**EJERCICIO**
Responde estas preguntas con lo que dice el texto:
1. ¿Qué publicación de Shanghai admitió que las fuerzas rojas tenían hombres talentosos?
2. ¿A qué distancia del río y en qué dirección estaba la ciudad de Huili?
3. ¿Cuántos años tenía Lin Biao?

Mao consideró la estrategia de Guizhou como el momento de mayor gloria de toda su carrera militar.[19] En Shanghai, el China Weekly Review admitió: «Las fuerzas rojas poseen hombres talentosos. Sería ciega necedad pretender negarlo».[20] Un comandante de guarnición del Guomindang dijo con concisión: «Tienen a Chiang Kai-shek entre la espada y la pared».[21]

Los portavoces de Chiang lucharon para disimular los apuros por los que pasaba el gobierno.[22] Se anunció que Zhu De había sido asesinado, que sus hombres velaban su cuerpo, envuelto en una mortaja de seda roja, que el «famoso jefe, Mao Tse-tung» estaba gravemente herido y era transportado en camilla, que los «vestigios rojos» habían sido aniquilados. Pero, para entonces, el Ejército Rojo estaba ya fuera de su alcance, acampado a las afueras de la amurallada ciudad de Huili, sede de distrito situada algo más de cincuenta kilómetros al norte del río, con la seguridad de saber que todas las embarcaciones en un radio de ciento cincuenta kilómetros habían sido ancladas en la orilla norte, y que las tropas yunnanesas de Chiang no disponían ni de la capacidad ni de la voluntad para perseguirles.

Allí, en un pleno del Politburó, Mao reprendió a los que habían dudado de él: Lin Biao y su comisario, Nie Rongzhen, que se había lamentado de que la tortuosa odisea de Mao estaba agotando a sus hombres sin objetivo alguno y había sugerido que Peng Dehuai debía asumir en su lugar la dirección operativa; el mismo Peng, siempre deseoso por enfrascarse en una batalla y que había aceptado esa propuesta con demasiada presteza; Liu Shaoqi y Yang Shangkun, que habían propuesto que el ejército debía dejar de vagar e intentar establecer una base fija; y evidentemente muchos otros. Lin Biao, el más joven, de todavía veintisiete años, fue despachado con una regañina. «¡No eres más que un niño!», le espetó Mao. «¿Qué demonios sabes tú? ¿Eres incapaz de entender que era necesario avanzar por la curvatura del arco?». Peng, como era habitual, cargó con la mayor parte de la culpa, y realizó una suave autocrítica.[23] Pero, en su hora de gloria, Mao consiguió mostrarse magnánimo. Su propósito en Huili era unir al partido y a los líderes militares bajo su sombra, a la espera de los desafíos que todavía les aguardaban. Ellos, por su parte, tenían que reconocer que, una vez más, Mao había demostrado que tenía razón y que los demás estaban equivocados.

Pero la campaña no se desarrolló libre de costes. El Ejército Rojo apenas superaba la cifra de veinte mil hombres.[24] A pesar de ello, Mao los había liberado de una situación que muchos creyeron absolutamente desesperada. Nunca más, después de lo sucedido en Huili, volverían a desafiar los comandantes del ejército ni los dirigentes del partido que acompañaban el Primer Ejército del Frente las valoraciones estratégicas ni el liderazgo de Mao.

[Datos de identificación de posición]
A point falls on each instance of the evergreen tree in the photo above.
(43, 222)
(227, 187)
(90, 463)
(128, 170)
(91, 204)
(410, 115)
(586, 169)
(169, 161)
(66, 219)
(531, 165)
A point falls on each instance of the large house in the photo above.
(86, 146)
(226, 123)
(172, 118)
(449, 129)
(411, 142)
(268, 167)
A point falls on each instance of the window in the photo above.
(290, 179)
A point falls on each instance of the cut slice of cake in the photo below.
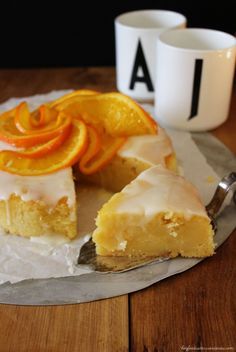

**RESPUESTA**
1. El China Weekly Review.
2. A algo más de cincuenta kilómetros al norte del río.
3. Veintisiete años.